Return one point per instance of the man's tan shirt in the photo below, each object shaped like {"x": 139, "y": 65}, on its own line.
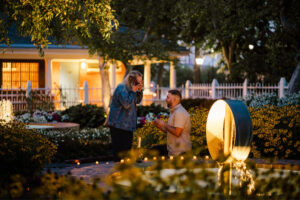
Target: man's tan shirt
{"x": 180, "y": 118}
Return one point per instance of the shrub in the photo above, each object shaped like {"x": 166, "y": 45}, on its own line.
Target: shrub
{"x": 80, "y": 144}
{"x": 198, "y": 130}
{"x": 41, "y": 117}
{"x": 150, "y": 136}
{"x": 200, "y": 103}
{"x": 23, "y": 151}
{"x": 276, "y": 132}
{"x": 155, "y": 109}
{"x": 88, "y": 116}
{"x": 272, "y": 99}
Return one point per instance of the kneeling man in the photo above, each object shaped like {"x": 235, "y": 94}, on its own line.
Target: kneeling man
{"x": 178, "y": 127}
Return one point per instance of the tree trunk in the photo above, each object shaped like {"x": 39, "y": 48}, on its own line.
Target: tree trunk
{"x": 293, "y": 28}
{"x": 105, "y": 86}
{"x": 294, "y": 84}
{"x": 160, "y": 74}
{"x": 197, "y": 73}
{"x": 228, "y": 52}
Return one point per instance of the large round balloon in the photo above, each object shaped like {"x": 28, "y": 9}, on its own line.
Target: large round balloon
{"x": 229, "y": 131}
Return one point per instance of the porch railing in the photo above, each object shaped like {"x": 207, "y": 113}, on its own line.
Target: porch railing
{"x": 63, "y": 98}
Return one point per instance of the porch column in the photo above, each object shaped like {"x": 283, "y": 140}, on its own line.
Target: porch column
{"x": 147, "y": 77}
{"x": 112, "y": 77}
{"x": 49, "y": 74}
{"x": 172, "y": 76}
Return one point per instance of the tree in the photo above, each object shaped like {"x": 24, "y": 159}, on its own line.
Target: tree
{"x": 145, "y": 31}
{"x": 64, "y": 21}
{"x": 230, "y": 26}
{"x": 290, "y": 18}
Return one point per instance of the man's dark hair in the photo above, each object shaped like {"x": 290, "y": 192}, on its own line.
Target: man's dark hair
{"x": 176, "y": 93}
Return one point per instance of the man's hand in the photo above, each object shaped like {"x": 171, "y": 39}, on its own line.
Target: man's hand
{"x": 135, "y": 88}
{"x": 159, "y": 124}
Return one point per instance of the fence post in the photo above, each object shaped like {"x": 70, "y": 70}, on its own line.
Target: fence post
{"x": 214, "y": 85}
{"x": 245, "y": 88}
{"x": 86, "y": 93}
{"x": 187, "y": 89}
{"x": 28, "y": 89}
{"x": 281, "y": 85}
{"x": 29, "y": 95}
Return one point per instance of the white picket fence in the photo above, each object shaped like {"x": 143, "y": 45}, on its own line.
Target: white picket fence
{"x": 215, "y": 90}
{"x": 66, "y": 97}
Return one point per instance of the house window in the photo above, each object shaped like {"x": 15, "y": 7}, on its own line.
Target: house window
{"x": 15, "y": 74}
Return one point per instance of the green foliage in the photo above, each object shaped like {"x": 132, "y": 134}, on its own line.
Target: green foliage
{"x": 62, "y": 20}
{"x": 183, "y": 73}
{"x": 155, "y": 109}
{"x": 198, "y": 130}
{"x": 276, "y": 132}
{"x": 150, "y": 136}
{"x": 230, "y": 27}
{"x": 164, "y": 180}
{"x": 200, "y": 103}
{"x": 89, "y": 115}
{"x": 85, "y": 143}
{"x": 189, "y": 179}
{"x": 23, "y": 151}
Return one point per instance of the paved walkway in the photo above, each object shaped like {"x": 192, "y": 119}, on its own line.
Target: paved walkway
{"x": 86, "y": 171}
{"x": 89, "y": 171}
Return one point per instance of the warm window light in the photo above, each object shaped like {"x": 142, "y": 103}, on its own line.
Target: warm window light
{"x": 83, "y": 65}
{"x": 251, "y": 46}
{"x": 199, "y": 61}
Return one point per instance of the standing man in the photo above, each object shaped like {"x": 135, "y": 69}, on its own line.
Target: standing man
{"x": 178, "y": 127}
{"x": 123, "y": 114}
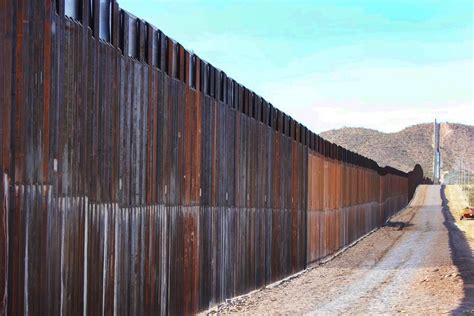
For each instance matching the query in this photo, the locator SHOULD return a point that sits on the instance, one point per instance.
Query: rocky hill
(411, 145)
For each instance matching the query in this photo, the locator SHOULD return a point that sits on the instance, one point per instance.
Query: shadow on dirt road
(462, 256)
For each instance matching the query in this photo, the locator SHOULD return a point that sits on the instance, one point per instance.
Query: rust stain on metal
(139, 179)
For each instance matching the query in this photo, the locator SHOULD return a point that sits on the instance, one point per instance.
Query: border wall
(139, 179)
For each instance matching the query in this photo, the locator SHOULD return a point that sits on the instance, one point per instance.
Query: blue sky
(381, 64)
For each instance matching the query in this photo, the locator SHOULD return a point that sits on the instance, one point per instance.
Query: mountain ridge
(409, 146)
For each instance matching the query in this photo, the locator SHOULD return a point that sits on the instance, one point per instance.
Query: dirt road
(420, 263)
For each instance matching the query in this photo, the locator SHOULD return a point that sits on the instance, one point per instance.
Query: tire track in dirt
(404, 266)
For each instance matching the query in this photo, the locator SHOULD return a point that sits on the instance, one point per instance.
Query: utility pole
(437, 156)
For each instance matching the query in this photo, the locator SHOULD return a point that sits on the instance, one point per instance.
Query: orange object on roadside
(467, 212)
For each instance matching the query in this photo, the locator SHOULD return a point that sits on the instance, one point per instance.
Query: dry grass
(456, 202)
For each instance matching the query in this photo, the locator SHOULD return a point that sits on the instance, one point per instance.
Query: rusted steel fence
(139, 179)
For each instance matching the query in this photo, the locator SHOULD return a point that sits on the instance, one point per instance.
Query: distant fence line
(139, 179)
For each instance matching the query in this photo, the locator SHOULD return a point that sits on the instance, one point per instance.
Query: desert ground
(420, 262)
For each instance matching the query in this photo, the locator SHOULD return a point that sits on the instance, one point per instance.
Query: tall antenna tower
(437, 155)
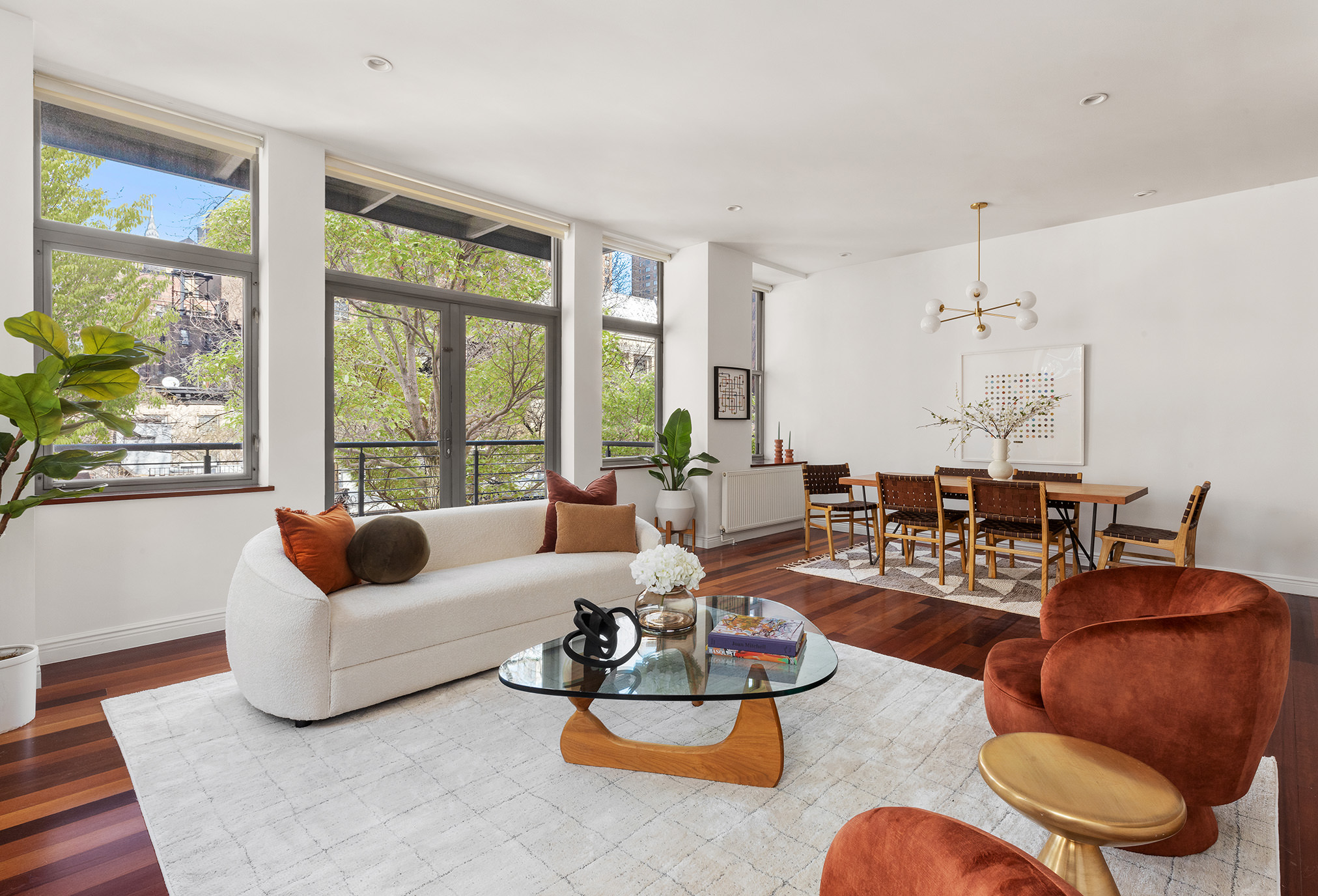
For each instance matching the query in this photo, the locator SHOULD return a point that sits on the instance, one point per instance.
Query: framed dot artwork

▸ **YOUR GOAL**: Images in the records should not be copied. Repeat all the rest exactly.

▸ **TASK OUTPUT**:
Return one point per instance of the man's tan shirt in the photo below, each object shaped like {"x": 139, "y": 65}, on its own line.
Target: man's tan shirt
{"x": 180, "y": 118}
Return one point per instance of the shrub in the photo above, each object shaped like {"x": 166, "y": 45}, on its own line.
Target: shrub
{"x": 80, "y": 144}
{"x": 198, "y": 130}
{"x": 41, "y": 117}
{"x": 150, "y": 136}
{"x": 200, "y": 103}
{"x": 23, "y": 151}
{"x": 276, "y": 132}
{"x": 155, "y": 109}
{"x": 88, "y": 116}
{"x": 272, "y": 99}
Return one point per instance of the kneeling man in the photo above, each object shaped like {"x": 235, "y": 94}, on its own line.
Target: kneeling man
{"x": 178, "y": 127}
Return one point per instance of the tree trunk in the photo above, each object shaped like {"x": 39, "y": 48}, on its own line.
Target: tree trunk
{"x": 293, "y": 28}
{"x": 105, "y": 86}
{"x": 294, "y": 84}
{"x": 160, "y": 74}
{"x": 197, "y": 73}
{"x": 228, "y": 52}
Return one point per instance of the large round balloon in the photo above, each object shaped like {"x": 28, "y": 9}, on its own line.
Target: large round balloon
{"x": 229, "y": 131}
Return one point per instance of the porch railing in the photo above, each object shaped like {"x": 207, "y": 113}, on its own line.
Target: porch railing
{"x": 63, "y": 98}
Return one point per instance of the porch column in the photo above, each object shaped like {"x": 283, "y": 140}, on its own line.
Target: porch column
{"x": 147, "y": 77}
{"x": 112, "y": 77}
{"x": 49, "y": 74}
{"x": 172, "y": 76}
Return one point per instance of the tree in the photo above, each object shaped like {"x": 24, "y": 159}, on its own line.
Target: tree
{"x": 145, "y": 31}
{"x": 64, "y": 21}
{"x": 230, "y": 26}
{"x": 290, "y": 18}
Return one point per instance of the man's dark hair in the photo above, each object shaped like {"x": 290, "y": 192}, on its own line.
Target: man's dark hair
{"x": 176, "y": 93}
Return one point per instance of the man's hand in the photo above, each object shaped like {"x": 171, "y": 39}, on its own line.
Target: man's hand
{"x": 135, "y": 88}
{"x": 159, "y": 124}
Return one point per instance of the fence post in the photo above, each object shaped like {"x": 70, "y": 70}, on its own line.
Target: fence post
{"x": 214, "y": 85}
{"x": 245, "y": 88}
{"x": 86, "y": 93}
{"x": 187, "y": 89}
{"x": 28, "y": 89}
{"x": 281, "y": 85}
{"x": 29, "y": 95}
Return one point per instance of the white picket fence in the photo above, each object shaped like {"x": 143, "y": 45}, on its own line.
Target: white picket fence
{"x": 215, "y": 90}
{"x": 66, "y": 97}
Return one point per instance of the house window in the photo above, each object shaped like {"x": 15, "y": 7}, on its own line.
Target: house window
{"x": 15, "y": 74}
Return one point per instance of the green foliage in the photo above, each object shaped like {"x": 132, "y": 134}, on its own line.
Target: green foliage
{"x": 62, "y": 20}
{"x": 183, "y": 73}
{"x": 155, "y": 109}
{"x": 198, "y": 130}
{"x": 276, "y": 132}
{"x": 150, "y": 136}
{"x": 230, "y": 27}
{"x": 164, "y": 180}
{"x": 200, "y": 103}
{"x": 89, "y": 115}
{"x": 85, "y": 143}
{"x": 189, "y": 179}
{"x": 23, "y": 151}
Return one point per instance of the paved walkway in the photo above, each object shaped like {"x": 192, "y": 119}, on its own line.
Target: paved walkway
{"x": 86, "y": 171}
{"x": 89, "y": 171}
Return one point per instance of the warm window light in the photo above, each object shaped like {"x": 142, "y": 103}, on its own line.
Target: warm window light
{"x": 83, "y": 65}
{"x": 251, "y": 46}
{"x": 199, "y": 61}
Return one point per instance of the standing man in the photo above, each object shaped like {"x": 135, "y": 69}, on its own line.
Target: standing man
{"x": 178, "y": 127}
{"x": 123, "y": 114}
For each instance matching the query in this photo, the locator SHOULD return a point that sits on the instance, one point per instance.
Query: rocky hill
(411, 145)
For each instance matching the query in this photo, the locator SHOULD return a point that sits on the instance, one point per instance.
Query: shadow on dirt road
(462, 256)
For each instance matching the query in this photo, the locator SHOULD return a point that sits on the instance, one point per instance.
Query: rust stain on metal
(139, 179)
For each instance matching the query in this photo, the locator SHOULD return a point that sits on the instance, one point per instance.
Query: border wall
(139, 179)
For each instance matching the query in this photo, the locator SHOULD return a point that sits on the instance, one point per instance.
Query: blue sky
(381, 64)
For each instance matching the query in this photo, the locator SHOULD return a point that sits on the instance, one point per instance.
Query: mountain ridge
(409, 146)
For each instance matching the query in this photo, the locator SHOULD return a point that sits on the instance, one point per instance.
Query: dirt road
(420, 263)
For each instance matching the query in this photo, the locator SHOULD return a point that sits on the instance, one point per instance.
Query: tire track in dirt
(404, 266)
For each instance matching the query in this photo, the locator SHOULD return a point that sits on the instance, one point per instance.
Query: utility pole
(437, 156)
For each instance matching the query in this photo, the locator SHOULD return a point that sits on the instance, one point per instance.
Query: orange object on roadside
(467, 212)
For each instance matching the query in this photo, the locator SHOULD return a point that sits on the instance, one point per instance.
Query: dry grass
(456, 202)
For each instance matching the query in this photo, the locator SHOULD return a point that sits on the instance, one point per instance.
Query: rusted steel fence
(139, 179)
For each instance matching the query in this photo, the locator SHOULD return a point that sits on the instance, one point per instance.
Query: distant fence line
(139, 179)
For each instance matching the query in this photo, the locator SHOULD return a point that sits on the instance, one point per instance.
Query: desert ground
(420, 262)
For each instance matching the query in this photo, the locator SHOULD return a point that sits on the instance, one point per instance.
Query: tall antenna tower
(437, 155)
For each instance matching the query in this photo, the locator SHOULD return a point that sits on the instance, one point per instance.
Query: framed dot artwork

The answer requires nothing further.